- 出典:
++++

キャリアの空白は人生にとってのリスク、なんてない。 ―作家・安達茉莉子の人生が示す「本当の自分」との出会い方―
その人の言葉や絵は、人々を温かな光のように包む。作家・文筆家として活動する安達茉莉子さんの創作物には、そんな不思議な力がある。
安達さんは政府機関への勤務や限界集落への移住、海外留学などさまざまな場所・組織に身を置き、忙しない生活を送ってきた。その中で、「人間が人間であるための心の拠り所」として、言葉と絵で物語を表現する創作活動を続けている。
『毛布 – あなたをくるんでくれるもの』(玄光社)、『私の生活改善運動 THIS IS MY LIFE』(三輪舎)、『臆病者の自転車生活』(亜紀書房)といった著作が多くの共感を呼び、現在では専業作家として活動する彼女の経歴は、どのように紡がれてきたのか。この記事では、安達さんが歩んできた道のりを振り返る。

++++

- データ一覧:

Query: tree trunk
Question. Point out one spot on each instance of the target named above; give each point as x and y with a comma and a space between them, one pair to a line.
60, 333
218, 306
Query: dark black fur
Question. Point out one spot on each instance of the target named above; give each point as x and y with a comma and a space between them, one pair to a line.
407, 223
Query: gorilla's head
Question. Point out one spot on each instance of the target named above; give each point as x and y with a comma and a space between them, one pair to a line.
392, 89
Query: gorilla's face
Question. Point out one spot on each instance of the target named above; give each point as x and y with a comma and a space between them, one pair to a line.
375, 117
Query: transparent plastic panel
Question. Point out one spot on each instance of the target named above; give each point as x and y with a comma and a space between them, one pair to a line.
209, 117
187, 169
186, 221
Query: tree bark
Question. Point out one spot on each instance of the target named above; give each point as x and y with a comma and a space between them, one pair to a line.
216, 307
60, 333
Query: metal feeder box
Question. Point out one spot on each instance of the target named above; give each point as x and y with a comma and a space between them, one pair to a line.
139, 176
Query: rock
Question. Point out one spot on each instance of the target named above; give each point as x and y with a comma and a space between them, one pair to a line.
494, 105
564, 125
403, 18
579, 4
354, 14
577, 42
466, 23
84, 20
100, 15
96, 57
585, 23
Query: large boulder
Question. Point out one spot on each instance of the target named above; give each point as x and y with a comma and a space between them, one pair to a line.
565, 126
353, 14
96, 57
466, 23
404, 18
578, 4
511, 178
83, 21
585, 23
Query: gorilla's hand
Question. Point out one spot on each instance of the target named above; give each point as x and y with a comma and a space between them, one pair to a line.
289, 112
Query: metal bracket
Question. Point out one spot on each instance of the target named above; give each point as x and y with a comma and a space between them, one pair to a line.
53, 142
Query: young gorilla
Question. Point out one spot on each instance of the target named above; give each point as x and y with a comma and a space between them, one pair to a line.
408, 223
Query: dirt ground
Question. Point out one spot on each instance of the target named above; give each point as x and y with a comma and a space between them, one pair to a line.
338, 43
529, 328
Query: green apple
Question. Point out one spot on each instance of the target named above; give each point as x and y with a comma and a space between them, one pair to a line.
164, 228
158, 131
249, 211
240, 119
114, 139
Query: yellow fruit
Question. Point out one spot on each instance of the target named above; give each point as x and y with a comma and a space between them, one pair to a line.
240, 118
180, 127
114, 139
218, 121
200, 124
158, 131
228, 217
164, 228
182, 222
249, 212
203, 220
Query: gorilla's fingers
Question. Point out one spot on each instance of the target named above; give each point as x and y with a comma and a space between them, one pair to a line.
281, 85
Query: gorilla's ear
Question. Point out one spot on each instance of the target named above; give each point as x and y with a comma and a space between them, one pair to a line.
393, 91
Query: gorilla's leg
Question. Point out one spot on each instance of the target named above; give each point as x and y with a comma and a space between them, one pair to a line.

++++

- 問題の条件:
作家・安達茉莉子さんの歩みを振り返る記事の続きを、最後の文の後から書くこと。

- 最終結果:
「新卒至上主義」や「定年まで勤め上げる」といった既成概念が徐々に薄らぎ、働き方への価値観が多様化している現代。しかし、そんな中でもキャリアに空白をつくることや大きく方針転換することを躊躇う人は多いのではないだろうか。
「自分の経歴が回り道だという発想はまったくなかった」と語る安達さんは、自らの望む道を模索する中で特異なキャリアを築き、「自分にとっての幸せは何か」「幸せに生活していくためにどうすべきか」を考え続けてきた。
時には心身ともに疲弊し、目標を見失うこともあったという彼女は、どのようにして作家としての道を切り拓いたのか。春の朝日が降り注ぐ4月のある日、直接彼女を訪ねた。
迷って、立ち止まったから気づいた本心。
すべてが「書くこと」に繋がっていく安達茉莉子の学び・出会い・挑戦
「私は空っぽだった」。だからこそ気づいた本当の夢
大分県ののどかな山間の町から東京の大学に進学した安達さんは、戸惑いの最中にいた。それまで勉学だけに打ち込んできた安達さんにとって、大学は別世界のようだったという。
「幼いころから、知らず知らずのうちに『世の中は競争社会だ』と思い込んでしまっていたんです。社会には上と下があって、上に立つために努力しなければならない、と。でも、大学に入って自分より学力が高くて広い視野を持つ人たちと触れ合ったことで、『私って何がしたくてここにきたんだっけ?』と、目標を見失ってしまって」
価値観が揺らぎ、人生に違和感を感じ始めた安達さんは自分の中に「加害性」や「暴力性」が潜んでいたことに気づかされる。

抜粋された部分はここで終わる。